[Directions for this task]:
Which lines would you reproduce verbatim if you began at the line containing "Would you mind annotating the stacked" and stopped after the line containing "Would you mind annotating the tree"? Give back only those lines from the material.

[Dataset records]:
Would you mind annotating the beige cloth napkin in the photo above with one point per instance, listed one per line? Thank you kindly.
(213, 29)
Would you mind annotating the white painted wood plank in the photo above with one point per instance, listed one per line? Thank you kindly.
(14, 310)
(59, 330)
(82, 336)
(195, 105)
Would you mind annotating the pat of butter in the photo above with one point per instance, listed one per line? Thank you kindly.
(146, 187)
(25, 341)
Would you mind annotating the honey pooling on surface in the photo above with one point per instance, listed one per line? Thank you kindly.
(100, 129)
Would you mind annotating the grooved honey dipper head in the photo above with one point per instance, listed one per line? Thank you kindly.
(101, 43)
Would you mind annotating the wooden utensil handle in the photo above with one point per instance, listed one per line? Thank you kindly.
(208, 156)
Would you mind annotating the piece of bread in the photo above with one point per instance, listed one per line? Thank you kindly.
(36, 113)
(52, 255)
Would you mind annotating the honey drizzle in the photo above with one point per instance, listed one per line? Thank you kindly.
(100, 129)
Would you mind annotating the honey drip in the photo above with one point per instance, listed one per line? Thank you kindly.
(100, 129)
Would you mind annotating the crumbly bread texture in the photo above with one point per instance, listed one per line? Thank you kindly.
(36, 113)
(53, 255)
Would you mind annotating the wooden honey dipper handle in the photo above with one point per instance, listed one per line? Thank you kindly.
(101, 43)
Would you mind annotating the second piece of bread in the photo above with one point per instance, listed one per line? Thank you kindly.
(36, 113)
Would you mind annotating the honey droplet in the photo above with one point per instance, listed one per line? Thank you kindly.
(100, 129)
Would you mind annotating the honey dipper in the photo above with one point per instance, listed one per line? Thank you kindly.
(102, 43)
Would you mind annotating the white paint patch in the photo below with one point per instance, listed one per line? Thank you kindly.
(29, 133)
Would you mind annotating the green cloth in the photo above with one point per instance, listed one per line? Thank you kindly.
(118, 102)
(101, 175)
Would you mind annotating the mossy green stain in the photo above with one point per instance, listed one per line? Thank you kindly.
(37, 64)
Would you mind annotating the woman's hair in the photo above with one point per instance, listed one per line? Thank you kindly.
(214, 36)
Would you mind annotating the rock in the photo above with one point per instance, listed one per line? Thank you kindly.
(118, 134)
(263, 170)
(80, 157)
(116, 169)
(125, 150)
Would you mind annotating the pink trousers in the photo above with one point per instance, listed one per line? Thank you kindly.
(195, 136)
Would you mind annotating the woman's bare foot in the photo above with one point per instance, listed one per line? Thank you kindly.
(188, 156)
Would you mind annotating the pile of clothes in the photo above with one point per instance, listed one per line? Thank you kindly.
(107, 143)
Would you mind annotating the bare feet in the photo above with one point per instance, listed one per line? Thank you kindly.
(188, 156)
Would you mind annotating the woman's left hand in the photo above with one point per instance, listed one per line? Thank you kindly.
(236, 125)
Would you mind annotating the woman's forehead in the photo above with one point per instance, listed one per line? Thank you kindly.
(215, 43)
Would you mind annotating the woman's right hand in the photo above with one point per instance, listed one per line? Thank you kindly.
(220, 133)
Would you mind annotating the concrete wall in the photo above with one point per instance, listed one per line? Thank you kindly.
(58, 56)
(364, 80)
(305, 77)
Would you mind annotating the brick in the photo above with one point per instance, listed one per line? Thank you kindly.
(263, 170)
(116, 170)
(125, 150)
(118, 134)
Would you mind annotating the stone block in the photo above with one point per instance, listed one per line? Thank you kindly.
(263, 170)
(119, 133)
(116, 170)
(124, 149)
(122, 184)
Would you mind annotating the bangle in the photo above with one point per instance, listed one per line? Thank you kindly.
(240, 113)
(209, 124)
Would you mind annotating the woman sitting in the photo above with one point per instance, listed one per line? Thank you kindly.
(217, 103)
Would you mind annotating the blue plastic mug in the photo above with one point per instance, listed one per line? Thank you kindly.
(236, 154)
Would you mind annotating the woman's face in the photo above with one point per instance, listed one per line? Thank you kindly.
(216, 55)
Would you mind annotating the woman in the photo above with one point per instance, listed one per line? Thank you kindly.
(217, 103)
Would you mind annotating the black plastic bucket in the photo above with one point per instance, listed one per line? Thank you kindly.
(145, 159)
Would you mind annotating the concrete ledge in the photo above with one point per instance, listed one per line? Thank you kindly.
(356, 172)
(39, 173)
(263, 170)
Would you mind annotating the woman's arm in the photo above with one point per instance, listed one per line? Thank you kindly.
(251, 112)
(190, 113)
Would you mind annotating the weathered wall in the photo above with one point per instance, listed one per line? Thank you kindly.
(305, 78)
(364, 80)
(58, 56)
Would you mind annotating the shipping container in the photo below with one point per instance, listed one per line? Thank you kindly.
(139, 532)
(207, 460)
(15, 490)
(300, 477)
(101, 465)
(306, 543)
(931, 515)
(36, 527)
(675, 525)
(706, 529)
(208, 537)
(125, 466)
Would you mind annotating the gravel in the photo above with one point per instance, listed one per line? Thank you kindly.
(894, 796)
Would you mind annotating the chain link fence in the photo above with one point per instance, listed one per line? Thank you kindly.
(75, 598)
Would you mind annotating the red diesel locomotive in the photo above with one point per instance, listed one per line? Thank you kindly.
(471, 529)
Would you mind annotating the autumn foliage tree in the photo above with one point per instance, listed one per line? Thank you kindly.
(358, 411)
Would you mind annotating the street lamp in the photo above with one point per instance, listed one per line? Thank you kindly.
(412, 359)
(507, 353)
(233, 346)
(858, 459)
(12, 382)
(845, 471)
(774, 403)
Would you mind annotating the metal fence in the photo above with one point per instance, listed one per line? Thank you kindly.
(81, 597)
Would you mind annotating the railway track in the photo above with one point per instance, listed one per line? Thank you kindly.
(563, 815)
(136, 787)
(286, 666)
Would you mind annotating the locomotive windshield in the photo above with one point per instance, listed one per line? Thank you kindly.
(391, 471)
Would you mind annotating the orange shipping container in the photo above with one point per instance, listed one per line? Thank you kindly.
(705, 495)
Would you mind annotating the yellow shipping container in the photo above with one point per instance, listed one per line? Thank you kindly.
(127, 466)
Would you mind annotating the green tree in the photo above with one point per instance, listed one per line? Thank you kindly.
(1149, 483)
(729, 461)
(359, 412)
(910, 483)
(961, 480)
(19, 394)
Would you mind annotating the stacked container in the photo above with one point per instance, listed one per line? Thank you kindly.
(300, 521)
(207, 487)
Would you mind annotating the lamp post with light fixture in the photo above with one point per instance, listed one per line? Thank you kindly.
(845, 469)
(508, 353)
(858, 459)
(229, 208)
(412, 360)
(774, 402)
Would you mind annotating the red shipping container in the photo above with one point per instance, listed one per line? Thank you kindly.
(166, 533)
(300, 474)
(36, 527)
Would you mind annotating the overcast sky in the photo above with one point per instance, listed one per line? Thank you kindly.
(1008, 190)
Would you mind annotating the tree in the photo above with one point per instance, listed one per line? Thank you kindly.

...

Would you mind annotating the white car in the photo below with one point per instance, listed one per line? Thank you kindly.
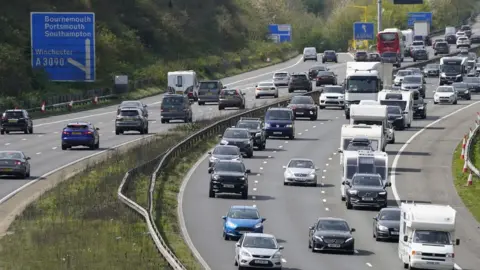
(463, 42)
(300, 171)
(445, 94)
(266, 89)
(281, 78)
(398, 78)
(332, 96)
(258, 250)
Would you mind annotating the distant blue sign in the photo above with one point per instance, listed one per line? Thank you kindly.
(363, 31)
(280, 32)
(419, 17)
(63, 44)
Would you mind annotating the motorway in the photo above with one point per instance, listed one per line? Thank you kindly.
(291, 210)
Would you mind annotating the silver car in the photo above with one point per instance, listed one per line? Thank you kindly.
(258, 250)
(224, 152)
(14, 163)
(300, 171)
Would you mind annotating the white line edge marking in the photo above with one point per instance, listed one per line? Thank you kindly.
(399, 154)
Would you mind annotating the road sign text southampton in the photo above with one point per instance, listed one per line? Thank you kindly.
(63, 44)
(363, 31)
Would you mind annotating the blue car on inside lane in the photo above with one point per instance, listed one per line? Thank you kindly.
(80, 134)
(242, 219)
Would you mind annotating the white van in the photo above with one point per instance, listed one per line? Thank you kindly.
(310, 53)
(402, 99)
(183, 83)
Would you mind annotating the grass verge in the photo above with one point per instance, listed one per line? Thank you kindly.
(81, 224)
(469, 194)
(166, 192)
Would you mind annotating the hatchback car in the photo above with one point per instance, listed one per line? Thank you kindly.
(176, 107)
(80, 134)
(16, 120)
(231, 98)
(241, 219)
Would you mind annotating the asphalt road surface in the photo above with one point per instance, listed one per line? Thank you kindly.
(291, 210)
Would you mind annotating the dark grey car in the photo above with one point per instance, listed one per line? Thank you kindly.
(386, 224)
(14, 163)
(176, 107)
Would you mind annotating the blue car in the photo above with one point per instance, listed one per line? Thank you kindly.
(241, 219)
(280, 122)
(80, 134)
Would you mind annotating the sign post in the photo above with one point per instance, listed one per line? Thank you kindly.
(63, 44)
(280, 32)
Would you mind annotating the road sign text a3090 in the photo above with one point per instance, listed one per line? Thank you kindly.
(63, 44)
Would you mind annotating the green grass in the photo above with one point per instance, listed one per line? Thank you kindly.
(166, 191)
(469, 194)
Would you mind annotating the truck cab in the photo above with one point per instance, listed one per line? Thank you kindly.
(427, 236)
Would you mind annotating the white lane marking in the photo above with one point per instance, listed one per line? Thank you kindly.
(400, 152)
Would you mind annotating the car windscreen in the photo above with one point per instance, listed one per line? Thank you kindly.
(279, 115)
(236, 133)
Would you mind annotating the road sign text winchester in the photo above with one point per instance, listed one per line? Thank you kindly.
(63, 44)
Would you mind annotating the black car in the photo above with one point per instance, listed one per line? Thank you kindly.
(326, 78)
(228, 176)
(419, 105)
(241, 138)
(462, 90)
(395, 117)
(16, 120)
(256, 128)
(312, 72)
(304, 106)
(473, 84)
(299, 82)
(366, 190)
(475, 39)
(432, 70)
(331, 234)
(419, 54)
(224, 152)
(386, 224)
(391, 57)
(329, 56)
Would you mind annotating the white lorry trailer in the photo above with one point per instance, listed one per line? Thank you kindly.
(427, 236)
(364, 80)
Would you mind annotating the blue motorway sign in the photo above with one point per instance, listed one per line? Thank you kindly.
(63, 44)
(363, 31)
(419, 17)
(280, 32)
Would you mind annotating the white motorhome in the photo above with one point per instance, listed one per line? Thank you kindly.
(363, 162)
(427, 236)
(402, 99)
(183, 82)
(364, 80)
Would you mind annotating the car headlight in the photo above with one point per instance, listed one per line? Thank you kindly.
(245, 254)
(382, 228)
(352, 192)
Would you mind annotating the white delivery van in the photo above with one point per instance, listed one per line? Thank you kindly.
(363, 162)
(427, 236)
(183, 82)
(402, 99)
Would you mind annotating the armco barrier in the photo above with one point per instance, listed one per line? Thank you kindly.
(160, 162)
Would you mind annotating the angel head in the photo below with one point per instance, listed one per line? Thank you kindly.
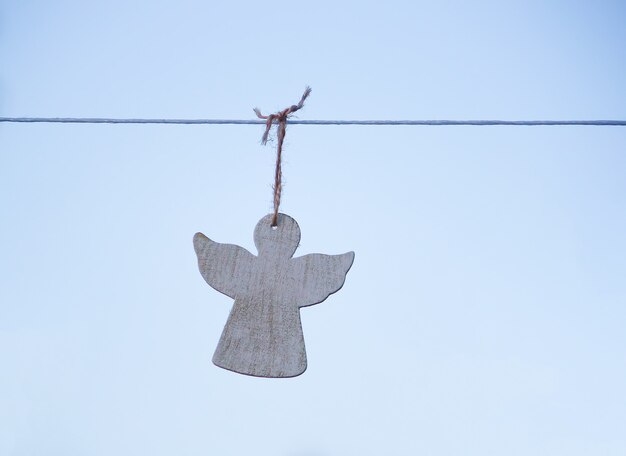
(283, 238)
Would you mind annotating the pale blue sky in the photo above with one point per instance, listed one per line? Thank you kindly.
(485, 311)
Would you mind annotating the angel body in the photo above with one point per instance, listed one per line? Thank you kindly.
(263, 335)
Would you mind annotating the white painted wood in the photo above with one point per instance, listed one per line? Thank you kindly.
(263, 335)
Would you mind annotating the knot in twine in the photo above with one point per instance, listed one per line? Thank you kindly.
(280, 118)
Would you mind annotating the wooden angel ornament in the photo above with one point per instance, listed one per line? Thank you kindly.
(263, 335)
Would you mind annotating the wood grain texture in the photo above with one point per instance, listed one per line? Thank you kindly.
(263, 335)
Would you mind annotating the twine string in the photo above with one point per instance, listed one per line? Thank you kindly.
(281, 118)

--

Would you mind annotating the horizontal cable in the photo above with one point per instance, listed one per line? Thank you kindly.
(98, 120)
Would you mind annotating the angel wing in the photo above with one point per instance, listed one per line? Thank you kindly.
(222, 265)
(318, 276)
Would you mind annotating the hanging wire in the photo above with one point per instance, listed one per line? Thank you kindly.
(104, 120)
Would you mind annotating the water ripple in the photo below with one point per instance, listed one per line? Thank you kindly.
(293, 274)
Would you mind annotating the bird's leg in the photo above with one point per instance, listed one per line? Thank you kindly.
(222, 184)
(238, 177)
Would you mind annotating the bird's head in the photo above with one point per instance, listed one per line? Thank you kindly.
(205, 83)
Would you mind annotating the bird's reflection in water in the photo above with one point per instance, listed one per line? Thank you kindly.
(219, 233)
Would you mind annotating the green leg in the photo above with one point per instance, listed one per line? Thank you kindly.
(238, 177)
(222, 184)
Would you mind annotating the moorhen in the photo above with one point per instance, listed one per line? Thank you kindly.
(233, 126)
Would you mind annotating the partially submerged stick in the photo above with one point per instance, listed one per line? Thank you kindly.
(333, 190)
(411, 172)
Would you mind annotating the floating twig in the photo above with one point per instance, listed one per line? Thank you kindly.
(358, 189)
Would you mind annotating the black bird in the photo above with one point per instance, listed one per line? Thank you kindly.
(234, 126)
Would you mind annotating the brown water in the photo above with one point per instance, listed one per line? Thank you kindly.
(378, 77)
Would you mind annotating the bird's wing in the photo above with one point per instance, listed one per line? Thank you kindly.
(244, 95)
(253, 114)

[Completed exercise]:
Would you mind annotating the stacked container in the photo above with one point per instance, listed one per line? Thank you kindly.
(300, 521)
(207, 487)
Would you mind annotating the lamp post with light fixture in the photo above with one point per instance, listed one per line? Thank you kindly.
(845, 469)
(508, 353)
(858, 459)
(229, 208)
(412, 360)
(774, 402)
Would you mind annotating the red shipping container in the photo above with one point per instance, listed one per line? Thank you kindly.
(166, 533)
(300, 474)
(36, 527)
Would you mind annotating the overcast sky in the photo above with one point per instance, listed one per line? Thank you kindly.
(1008, 190)
Would you mind annotating the tree in the photo above with one point per instance, listed one per line? Thank you kindly.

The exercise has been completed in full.